= REQUIRED TASK A =
Answer these questions using the passage on Dry Bones:
(i) Which game introduces Dry Bones?
(ii) What other name is the spiritual song known by?
(iii) According to the passage, which parts of the song give the character his name?

= DOCUMENT =
+--

Though he’s not named after a singer, Super Mario Bros. 3 introduces another recurring undead monster named after something musical. Dry Bones, the skeletal version of the Koopa Troopa, would seem to take his name from the spiritual song that’s also known as “Dem Bones.” A version of this song is the one that’s taught in nursery school as a way to make children learn the names to various human body parts, though I have to say, it’s not always correct. I am pretty sure the shoulder bone is not actually connected to the neck bone, but whatever.

 
 

There are parts of the other song that aren’t specifically about anatomy, however, and it’s from this part that the Super Mario character gets his name.

+--

= EXTRACTED ENTRIES =
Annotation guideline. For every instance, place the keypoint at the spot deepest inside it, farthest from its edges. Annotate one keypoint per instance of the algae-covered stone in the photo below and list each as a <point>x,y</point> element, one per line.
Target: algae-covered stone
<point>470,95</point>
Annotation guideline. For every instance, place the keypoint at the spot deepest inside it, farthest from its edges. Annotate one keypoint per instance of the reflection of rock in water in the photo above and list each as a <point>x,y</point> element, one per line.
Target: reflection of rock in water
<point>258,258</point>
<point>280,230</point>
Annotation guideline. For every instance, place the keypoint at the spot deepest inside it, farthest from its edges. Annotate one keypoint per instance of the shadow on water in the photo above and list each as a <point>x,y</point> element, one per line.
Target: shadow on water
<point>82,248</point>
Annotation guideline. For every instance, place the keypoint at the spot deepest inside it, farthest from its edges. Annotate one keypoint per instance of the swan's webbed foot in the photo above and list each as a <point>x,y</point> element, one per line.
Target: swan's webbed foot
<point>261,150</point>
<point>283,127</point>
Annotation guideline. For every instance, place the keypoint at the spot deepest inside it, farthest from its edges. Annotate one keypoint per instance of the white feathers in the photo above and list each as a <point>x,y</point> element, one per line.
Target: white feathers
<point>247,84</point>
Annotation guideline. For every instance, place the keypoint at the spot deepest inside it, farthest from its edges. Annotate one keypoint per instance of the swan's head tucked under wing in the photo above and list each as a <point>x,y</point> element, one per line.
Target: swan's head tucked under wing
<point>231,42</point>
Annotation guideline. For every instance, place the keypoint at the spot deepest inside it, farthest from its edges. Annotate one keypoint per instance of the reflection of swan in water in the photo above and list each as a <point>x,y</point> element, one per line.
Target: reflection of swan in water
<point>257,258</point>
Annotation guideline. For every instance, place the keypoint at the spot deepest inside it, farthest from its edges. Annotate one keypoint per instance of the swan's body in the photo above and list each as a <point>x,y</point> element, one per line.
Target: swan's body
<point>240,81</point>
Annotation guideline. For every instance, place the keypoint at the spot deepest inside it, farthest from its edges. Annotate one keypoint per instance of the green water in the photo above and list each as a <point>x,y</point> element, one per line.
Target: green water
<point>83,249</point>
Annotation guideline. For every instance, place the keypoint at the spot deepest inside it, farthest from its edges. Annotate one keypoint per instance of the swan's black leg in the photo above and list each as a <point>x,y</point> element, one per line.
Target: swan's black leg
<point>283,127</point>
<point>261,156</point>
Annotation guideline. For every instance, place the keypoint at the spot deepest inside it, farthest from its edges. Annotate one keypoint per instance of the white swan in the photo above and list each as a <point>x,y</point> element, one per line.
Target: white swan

+--

= REQUIRED TASK B =
In the entries, rewrite the part that opens with the line containing "of the green" and closes with the line containing "<point>83,249</point>". Replace "green water" with "murky water" and keep everything else the same. Return only those lines.

= FULL SOLUTION A =
(i) Super Mario Bros. 3
(ii) "Dem Bones"
(iii) The parts of the song that aren't specifically about anatomy

= FULL SOLUTION B =
Annotation guideline. For every instance, place the keypoint at the spot deepest inside it, farthest from its edges. Annotate one keypoint per instance of the murky water in the photo above and list each as a <point>x,y</point> element, one per line.
Target: murky water
<point>83,249</point>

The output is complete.